Position annotation records:

+++

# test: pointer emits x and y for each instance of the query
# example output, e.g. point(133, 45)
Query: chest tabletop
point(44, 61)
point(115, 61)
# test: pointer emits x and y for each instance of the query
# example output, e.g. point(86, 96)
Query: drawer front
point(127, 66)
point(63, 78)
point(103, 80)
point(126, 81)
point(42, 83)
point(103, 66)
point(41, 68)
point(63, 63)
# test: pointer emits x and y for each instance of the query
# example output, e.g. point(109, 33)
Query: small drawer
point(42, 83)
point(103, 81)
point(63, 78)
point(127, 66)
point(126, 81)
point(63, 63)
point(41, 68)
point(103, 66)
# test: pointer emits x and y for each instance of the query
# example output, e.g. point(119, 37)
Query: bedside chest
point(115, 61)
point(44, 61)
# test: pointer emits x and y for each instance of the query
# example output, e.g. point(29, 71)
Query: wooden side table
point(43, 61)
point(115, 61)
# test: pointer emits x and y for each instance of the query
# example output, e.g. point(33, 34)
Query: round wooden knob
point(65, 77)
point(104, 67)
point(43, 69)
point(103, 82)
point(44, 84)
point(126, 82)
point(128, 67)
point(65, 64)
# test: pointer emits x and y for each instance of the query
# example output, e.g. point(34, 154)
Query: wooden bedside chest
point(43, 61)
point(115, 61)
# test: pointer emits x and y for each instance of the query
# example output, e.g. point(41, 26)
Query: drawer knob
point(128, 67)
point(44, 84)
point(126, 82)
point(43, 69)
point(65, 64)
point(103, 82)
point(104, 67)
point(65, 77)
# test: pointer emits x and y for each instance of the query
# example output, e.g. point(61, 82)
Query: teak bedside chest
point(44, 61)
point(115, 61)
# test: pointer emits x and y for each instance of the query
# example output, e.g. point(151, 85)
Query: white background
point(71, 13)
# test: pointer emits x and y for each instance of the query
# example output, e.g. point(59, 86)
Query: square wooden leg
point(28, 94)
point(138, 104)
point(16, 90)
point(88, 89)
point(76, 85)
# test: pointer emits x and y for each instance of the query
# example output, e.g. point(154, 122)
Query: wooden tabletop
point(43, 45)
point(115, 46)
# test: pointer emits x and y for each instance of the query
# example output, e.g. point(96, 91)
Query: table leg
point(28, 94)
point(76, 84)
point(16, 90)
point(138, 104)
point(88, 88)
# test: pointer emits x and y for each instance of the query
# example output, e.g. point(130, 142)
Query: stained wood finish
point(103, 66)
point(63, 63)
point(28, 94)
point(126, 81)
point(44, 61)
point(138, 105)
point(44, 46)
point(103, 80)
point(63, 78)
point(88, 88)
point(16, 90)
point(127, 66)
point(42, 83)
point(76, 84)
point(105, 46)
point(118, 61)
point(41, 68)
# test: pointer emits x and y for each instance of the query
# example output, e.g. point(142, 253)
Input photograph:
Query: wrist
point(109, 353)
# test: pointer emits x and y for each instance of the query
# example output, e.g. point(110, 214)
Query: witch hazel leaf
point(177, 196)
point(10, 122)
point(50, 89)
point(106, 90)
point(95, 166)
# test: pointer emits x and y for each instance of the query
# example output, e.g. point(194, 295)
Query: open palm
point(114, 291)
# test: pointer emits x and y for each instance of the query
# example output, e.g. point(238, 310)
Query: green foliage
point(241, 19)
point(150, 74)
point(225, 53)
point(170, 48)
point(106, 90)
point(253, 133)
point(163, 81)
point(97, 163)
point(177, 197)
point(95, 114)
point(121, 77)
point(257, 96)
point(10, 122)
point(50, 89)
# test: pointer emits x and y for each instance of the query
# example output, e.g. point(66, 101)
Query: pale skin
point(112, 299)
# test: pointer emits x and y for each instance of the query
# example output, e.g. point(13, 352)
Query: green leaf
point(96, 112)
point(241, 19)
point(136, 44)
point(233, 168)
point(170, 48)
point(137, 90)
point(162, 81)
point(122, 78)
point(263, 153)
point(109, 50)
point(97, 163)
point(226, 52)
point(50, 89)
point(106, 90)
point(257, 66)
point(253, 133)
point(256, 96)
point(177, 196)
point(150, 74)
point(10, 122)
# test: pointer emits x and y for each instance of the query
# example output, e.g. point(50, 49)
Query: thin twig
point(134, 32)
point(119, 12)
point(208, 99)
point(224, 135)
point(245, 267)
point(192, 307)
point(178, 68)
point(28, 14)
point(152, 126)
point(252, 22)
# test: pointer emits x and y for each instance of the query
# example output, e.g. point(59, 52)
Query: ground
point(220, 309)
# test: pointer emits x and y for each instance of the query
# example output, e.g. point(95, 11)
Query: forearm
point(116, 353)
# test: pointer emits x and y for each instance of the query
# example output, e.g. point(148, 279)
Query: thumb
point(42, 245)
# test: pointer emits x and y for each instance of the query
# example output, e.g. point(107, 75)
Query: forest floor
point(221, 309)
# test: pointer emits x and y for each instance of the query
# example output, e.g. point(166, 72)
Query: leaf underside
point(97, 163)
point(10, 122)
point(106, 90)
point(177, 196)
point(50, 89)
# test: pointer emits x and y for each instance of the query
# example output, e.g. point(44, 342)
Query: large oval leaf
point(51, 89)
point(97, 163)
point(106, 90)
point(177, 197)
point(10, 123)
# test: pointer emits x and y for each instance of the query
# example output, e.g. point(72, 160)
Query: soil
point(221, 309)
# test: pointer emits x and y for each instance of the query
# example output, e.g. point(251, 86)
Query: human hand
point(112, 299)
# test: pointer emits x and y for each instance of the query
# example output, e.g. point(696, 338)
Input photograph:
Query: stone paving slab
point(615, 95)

+++

— Objective —
Set all of the records down again, exactly as they stand.

— Solution —
# test: pointer emits x and y for each instance of the query
# example output, e.g. point(133, 45)
Query: chest tabletop
point(44, 61)
point(115, 61)
# test: pointer emits x and y for each instance of the query
# example output, e.g. point(86, 96)
Query: drawer front
point(127, 66)
point(63, 78)
point(103, 80)
point(126, 81)
point(42, 83)
point(103, 66)
point(41, 68)
point(63, 63)
# test: pointer emits x and y for each instance of the query
# example output, e.g. point(109, 33)
Query: small drawer
point(42, 83)
point(103, 81)
point(63, 78)
point(127, 66)
point(126, 81)
point(63, 63)
point(41, 68)
point(103, 66)
# test: pointer emits x and y for each instance of the query
# example output, e.g. point(119, 37)
Query: bedside chest
point(115, 61)
point(44, 61)
# test: pointer emits x and y for each instance of the query
# example output, e.g. point(29, 71)
Query: wooden side table
point(43, 61)
point(115, 61)
# test: pointer emits x and y for each instance of the query
# example output, e.g. point(33, 34)
Query: round wooden knob
point(65, 77)
point(104, 67)
point(43, 69)
point(103, 82)
point(44, 84)
point(126, 82)
point(128, 67)
point(65, 64)
# test: pointer emits x and y for each instance of the query
# example output, e.g. point(34, 154)
Query: wooden bedside chest
point(43, 61)
point(115, 61)
# test: pointer emits x and y for each instance of the query
# example output, e.g. point(41, 26)
Query: drawer knob
point(128, 67)
point(44, 84)
point(126, 82)
point(43, 69)
point(65, 64)
point(103, 82)
point(104, 67)
point(65, 77)
# test: pointer emits x and y for each instance of the query
# example output, e.g. point(61, 82)
Query: teak bedside chest
point(44, 61)
point(115, 61)
# test: pointer emits x and y for each instance of the query
# example output, e.g. point(151, 85)
Query: white background
point(71, 13)
# test: pointer emits x and y for each instance of the query
# example output, e.g. point(59, 86)
Query: square wooden leg
point(28, 94)
point(138, 104)
point(16, 90)
point(88, 89)
point(76, 85)
# test: pointer emits x and y for each instance of the query
# example output, e.g. point(154, 122)
Query: wooden tabletop
point(43, 45)
point(115, 46)
# test: pointer emits x and y for each instance of the query
# example output, e.g. point(96, 91)
Query: table leg
point(28, 94)
point(76, 84)
point(16, 90)
point(138, 104)
point(88, 88)
# test: pointer emits x and y for each instance of the query
# example output, e.g. point(130, 142)
Query: stained wood finish
point(103, 66)
point(63, 63)
point(28, 94)
point(126, 81)
point(44, 61)
point(138, 105)
point(44, 46)
point(103, 80)
point(63, 78)
point(88, 88)
point(16, 90)
point(127, 66)
point(42, 83)
point(76, 84)
point(105, 46)
point(118, 61)
point(41, 68)
# test: pointer emits x and y for each instance of the query
# example output, e.g. point(142, 253)
Input photograph:
Query: wrist
point(109, 353)
# test: pointer emits x and y for each instance of the query
# example output, e.g. point(110, 214)
Query: witch hazel leaf
point(177, 196)
point(10, 122)
point(50, 89)
point(106, 90)
point(95, 166)
# test: pointer emits x and y for each instance of the query
# example output, e.g. point(194, 295)
Query: open palm
point(114, 291)
# test: pointer emits x and y for each instance of the query
# example output, e.g. point(238, 310)
Query: green foliage
point(241, 19)
point(150, 74)
point(225, 53)
point(170, 48)
point(106, 90)
point(253, 133)
point(163, 81)
point(97, 163)
point(177, 197)
point(95, 114)
point(121, 77)
point(257, 96)
point(10, 122)
point(50, 89)
# test: pointer emits x and y for each instance of the query
# example output, e.g. point(66, 101)
Query: pale skin
point(112, 299)
# test: pointer emits x and y for each instance of the query
# example output, e.g. point(13, 352)
Query: green leaf
point(96, 112)
point(241, 19)
point(136, 44)
point(233, 168)
point(170, 48)
point(137, 90)
point(162, 81)
point(122, 78)
point(263, 153)
point(109, 50)
point(97, 163)
point(226, 52)
point(50, 89)
point(106, 90)
point(257, 66)
point(253, 133)
point(256, 96)
point(177, 196)
point(150, 74)
point(10, 122)
# test: pointer emits x and y for each instance of the query
# example output, e.g. point(50, 49)
Query: thin twig
point(134, 32)
point(119, 12)
point(208, 99)
point(224, 135)
point(245, 267)
point(192, 307)
point(178, 68)
point(28, 14)
point(152, 126)
point(252, 22)
# test: pointer emits x and y for each instance of the query
# example output, e.g. point(59, 52)
Query: ground
point(220, 309)
# test: pointer emits x and y for each instance of the query
# example output, e.g. point(95, 11)
Query: forearm
point(116, 353)
# test: pointer emits x and y for each instance of the query
# example output, e.g. point(148, 279)
Query: thumb
point(42, 245)
# test: pointer emits x and y for each instance of the query
# example output, e.g. point(107, 75)
Query: forest floor
point(221, 309)
# test: pointer emits x and y for each instance of the query
# example output, e.g. point(166, 72)
Query: leaf underside
point(97, 163)
point(10, 122)
point(106, 90)
point(177, 196)
point(50, 89)
# test: pointer emits x and y for each instance of the query
# example output, e.g. point(44, 342)
Query: large oval leaf
point(51, 89)
point(97, 163)
point(106, 90)
point(177, 197)
point(10, 123)
# test: pointer emits x and y for each instance of the query
# example output, e.g. point(72, 160)
Query: soil
point(221, 309)
# test: pointer emits x and y for each instance of the query
# example output, e.g. point(251, 86)
Query: human hand
point(112, 299)
# test: pointer emits x and y for each instance of the query
# example output, e.g. point(696, 338)
Input photograph:
Query: stone paving slab
point(615, 95)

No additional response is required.